===== 提示された文章

第4章では、雇用と物価をめぐる近年の日本銀行の二つの誤算についてお話しします。2013年に異次元緩和を始めた際、2%インフレ達成の短期決戦に踏み切ったのは、団塊世代の退職で人手不足が始まり、賃金が上昇すると日銀首脳が見込んでいたからだと思われます。しかし実際には、高齢者と女性の労働供給の増大が賃金上昇を大きく抑えることになりました。これが第一の誤算です。第二の誤算は、現在進行中ですが、当初、短期に終息すると説明していた円安インフレが長引いていることです。これは、働き方改革で、正社員が残業を行うことができなくなり、経済の供給の天井が低くなっていることが大きく影響していると思われます。
働き方改革で、残業が増やせなくなったことは、供給サイドの柔軟性を損ない、潜在成長率が低下していることを意味します。なぜ、この深刻な事態を政策当局者は見過ごしているのでしょうか。第5章では、1990年代に日本の潜在成長率が大きく下方屈折した際も、週40時間労働制への移行という働き方改革が大きく影響していたにもかかわらず、今回と同様、政策当局者が問題を見過ごしていたことを明らかにします。

==========
===== 抽出した行

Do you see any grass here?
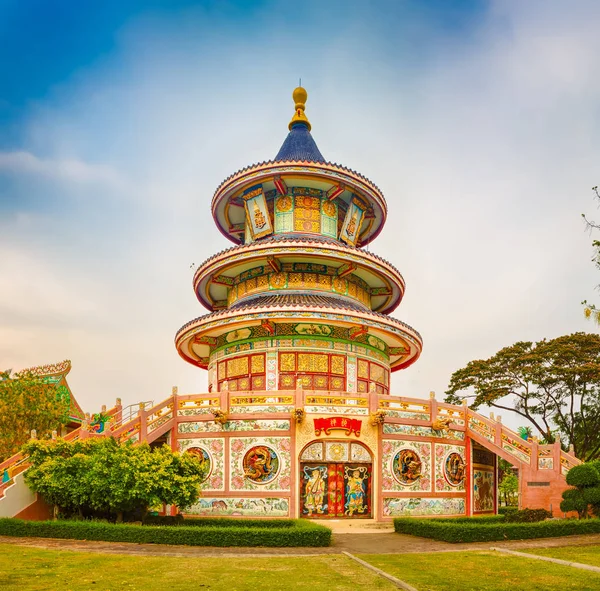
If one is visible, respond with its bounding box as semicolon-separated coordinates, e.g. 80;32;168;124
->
0;544;395;591
519;546;600;566
0;544;600;591
361;551;600;591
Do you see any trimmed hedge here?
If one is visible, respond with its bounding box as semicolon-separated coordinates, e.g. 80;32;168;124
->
143;515;296;529
394;517;600;543
0;518;331;547
498;505;519;515
504;509;552;523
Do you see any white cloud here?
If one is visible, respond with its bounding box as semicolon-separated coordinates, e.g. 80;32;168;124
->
0;1;600;434
0;151;124;188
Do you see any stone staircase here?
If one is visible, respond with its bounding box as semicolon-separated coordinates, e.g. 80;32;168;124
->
0;388;580;520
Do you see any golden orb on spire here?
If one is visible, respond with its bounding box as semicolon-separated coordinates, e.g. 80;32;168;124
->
288;86;311;131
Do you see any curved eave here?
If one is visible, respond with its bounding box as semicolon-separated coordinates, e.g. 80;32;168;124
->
175;305;423;371
193;239;406;314
211;160;387;246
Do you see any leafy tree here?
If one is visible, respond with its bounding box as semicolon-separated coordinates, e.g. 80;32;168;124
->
0;370;69;461
560;460;600;519
23;437;206;521
498;472;519;505
446;333;600;460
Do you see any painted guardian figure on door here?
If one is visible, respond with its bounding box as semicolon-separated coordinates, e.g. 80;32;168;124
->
302;466;328;517
344;466;369;517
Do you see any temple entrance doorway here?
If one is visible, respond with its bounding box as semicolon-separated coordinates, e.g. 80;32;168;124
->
298;439;373;519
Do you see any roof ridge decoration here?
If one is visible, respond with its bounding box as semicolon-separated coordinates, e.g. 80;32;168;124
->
211;160;387;207
275;86;325;163
288;86;312;131
21;359;71;377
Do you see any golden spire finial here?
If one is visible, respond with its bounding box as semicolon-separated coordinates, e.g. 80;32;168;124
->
288;86;311;131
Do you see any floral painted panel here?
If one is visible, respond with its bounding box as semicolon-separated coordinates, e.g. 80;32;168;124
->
267;351;277;390
231;405;294;414
178;437;225;491
300;441;323;462
502;442;530;464
186;497;290;517
385;408;431;421
325;441;350;462
381;440;431;492
473;469;496;513
229;437;291;491
383;423;465;441
177;406;215;417
178;419;290;433
434;443;467;492
383;498;466;517
304;406;369;416
350;443;373;462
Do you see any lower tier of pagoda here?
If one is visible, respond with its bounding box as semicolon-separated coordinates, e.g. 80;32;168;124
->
176;294;422;393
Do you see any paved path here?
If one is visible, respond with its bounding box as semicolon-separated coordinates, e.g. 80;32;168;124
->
0;532;600;557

==========

依頼内容 1 -
行の先頭から「504;509;552;523」を含む行までを、両端を含めて「番号」と「行の内容」の2列のMarkdown表に書き直してください。空行は省き、画像は入れないでください。
依頼内容 2 -
日本銀行の誤算を扱った文章の続きを書き足してください。
文章と行は互いに関係がありません。

最終回答 1 -
| 番号 | 行の内容 |
|---|---|
| 1 | Do you see any grass here? |
| 2 | If one is visible, respond with its bounding box as semicolon-separated coordinates, e.g. 80;32;168;124 |
| 3 | -> |
| 4 | 0;544;395;591 |
| 5 | 519;546;600;566 |
| 6 | 0;544;600;591 |
| 7 | 361;551;600;591 |
| 8 | Do you see any trimmed hedge here? |
| 9 | If one is visible, respond with its bounding box as semicolon-separated coordinates, e.g. 80;32;168;124 |
| 10 | -> |
| 11 | 143;515;296;529 |
| 12 | 394;517;600;543 |
| 13 | 0;518;331;547 |
| 14 | 498;505;519;515 |
| 15 | 504;509;552;523 |

最終回答 2 -
第6章では、日本の長期雇用制の行方とコーポレートガバナンス(企業統治)改革の弊害についてお話しします。筆者は、企業の長期的な成長を考えた場合、長期雇用制がなお有効だと考えています。ただ、日本の雇用制度にガタが来ているのも確かなので、そのための改革の方向性についてもお話しします。また、1990年代末以降のコーポレートガバナンス改革が、日本経済のマクロパフォーマンスを少なからず損なったことも、指摘します。
第7章では、アセモグルやジョンソンらの論考を基に、イノベーションの本質について検討します。日本では「イノベーションで成長を高める」というのが常套句ですが、実際には、イノベーションには収奪的なものと包摂的なものの二つのタイプがあって、前者は恩恵が一部の人に偏り、むしろ多くの人を苦しめます。イノベーションは、本来収奪的であって、それを社会が飼いならす必要があることを論じます。
それでは、皆さん、筆者とともに日本経済の「死角」をめぐる謎解きの小旅行に出かけましょう。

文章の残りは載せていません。